◆ **EXTRAIT FOURNI**:
---+---
Encadré 1
L’internet des vaches
Contribution du Groupe ETC, plus d’informations ici en anglais
On pourrait penser que c’est une plaisanterie, mais c’est un aspect supplémentaire de l’invasion des technologies digitales dans l’agriculture et l’alimentation, qui se dirige vers une agriculture sans agriculteurs, industrialisée depuis les semences jusqu’à notre assiette ou notre verre de lait, et contrôlée par les grandes entreprises de l’agrobusiness, des machines et de l’informatique.
Des entreprises comme IBM, Microsoft, Huawei offrent des paquets technologiques pour ce qu’elles appellent « l’internet des vaches ». Il s’agit de dispositifs digitaux (colliers et/ou puces) qui se placent sur chaque vache, pour mesurer leur pulsations, leur température, leur pic de fertilité et autres conditions de santé et liées au système digestif. Les données se transmettent par internet à un nuage de ces mêmes compagnies, qui les emmagasinent dans des systèmes de grandes données (Big Data), les analysent avec l’intelligence artificielle et envoie les alertes que le programme estime pertinent a un ordinateur ou téléphone de l’entreprise agricole, du propriétaire ou de l’hacienda. Il y a aussi des puces interactives qui peuvent diriger le bétail pour le traire quand il est l’heure, connecté à un système automatisé de traite installé préalablement à la mesure de la vache en question. Chaque dispositif est associé á une vache en particulier.
---+---
◆ **LIGNES FOURNIES**:
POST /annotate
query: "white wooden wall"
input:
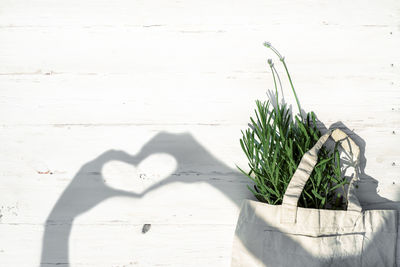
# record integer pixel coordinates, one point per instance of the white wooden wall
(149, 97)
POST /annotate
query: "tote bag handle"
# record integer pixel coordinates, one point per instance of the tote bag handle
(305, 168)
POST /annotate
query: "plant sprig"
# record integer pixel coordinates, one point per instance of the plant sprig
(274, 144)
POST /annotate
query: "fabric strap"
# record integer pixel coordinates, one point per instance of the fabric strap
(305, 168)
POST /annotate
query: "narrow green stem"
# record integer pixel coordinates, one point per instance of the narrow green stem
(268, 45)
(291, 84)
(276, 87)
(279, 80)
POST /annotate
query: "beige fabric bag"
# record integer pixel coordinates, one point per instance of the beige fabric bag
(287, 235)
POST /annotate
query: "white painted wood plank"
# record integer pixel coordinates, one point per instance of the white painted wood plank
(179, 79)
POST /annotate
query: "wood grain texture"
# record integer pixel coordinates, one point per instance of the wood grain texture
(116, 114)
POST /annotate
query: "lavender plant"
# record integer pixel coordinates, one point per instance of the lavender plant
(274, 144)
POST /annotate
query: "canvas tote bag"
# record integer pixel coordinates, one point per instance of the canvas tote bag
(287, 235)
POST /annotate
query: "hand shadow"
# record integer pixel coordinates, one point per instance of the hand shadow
---+---
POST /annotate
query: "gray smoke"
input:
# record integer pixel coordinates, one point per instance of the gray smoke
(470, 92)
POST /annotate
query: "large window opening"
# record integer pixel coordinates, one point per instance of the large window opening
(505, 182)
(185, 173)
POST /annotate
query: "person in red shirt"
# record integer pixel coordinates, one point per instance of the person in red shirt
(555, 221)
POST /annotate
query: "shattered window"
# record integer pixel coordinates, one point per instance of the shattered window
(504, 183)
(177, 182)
---+---
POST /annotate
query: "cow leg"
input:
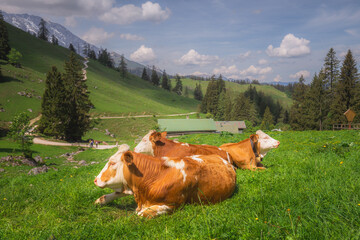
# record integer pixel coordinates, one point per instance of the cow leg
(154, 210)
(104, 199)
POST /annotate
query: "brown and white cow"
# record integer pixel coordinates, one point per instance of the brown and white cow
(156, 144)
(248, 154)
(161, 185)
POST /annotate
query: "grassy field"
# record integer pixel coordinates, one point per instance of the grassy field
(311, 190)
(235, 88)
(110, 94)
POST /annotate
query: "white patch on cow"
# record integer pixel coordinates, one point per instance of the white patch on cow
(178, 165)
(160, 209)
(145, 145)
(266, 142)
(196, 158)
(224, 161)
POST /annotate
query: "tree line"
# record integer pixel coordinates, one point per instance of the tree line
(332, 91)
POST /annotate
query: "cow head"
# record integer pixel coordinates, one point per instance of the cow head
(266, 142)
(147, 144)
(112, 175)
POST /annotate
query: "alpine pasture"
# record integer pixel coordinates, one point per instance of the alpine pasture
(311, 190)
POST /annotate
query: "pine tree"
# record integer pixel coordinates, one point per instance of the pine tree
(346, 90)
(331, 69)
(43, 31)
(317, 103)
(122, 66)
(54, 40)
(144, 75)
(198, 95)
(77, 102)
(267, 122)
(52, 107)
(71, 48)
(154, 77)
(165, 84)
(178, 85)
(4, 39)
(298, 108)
---+---
◆ **CONSIGNE ÉCRITE**:
Répondez aux questions sur l'extrait consacré à l'internet des vaches, en reprenant la même lettre pour chaque réponse.
(a) Selon l'extrait, par qui serait contrôlée l'agriculture vers laquelle se dirige l'invasion des technologies digitales ?
(b) Quelles entreprises sont citées comme offrant des paquets technologiques pour « l'internet des vaches » ?
(c) Par quel moyen et vers quoi les données recueillies sur chaque vache sont-elles transmises ?
La consultation des lignes n'est pas nécessaire.

◆ **RÉPONSE ATTENDUE**:
(a) Par les grandes entreprises de l'agrobusiness, des machines et de l'informatique.
(b) IBM, Microsoft et Huawei.
(c) Elles sont transmises par internet à un nuage de ces mêmes compagnies.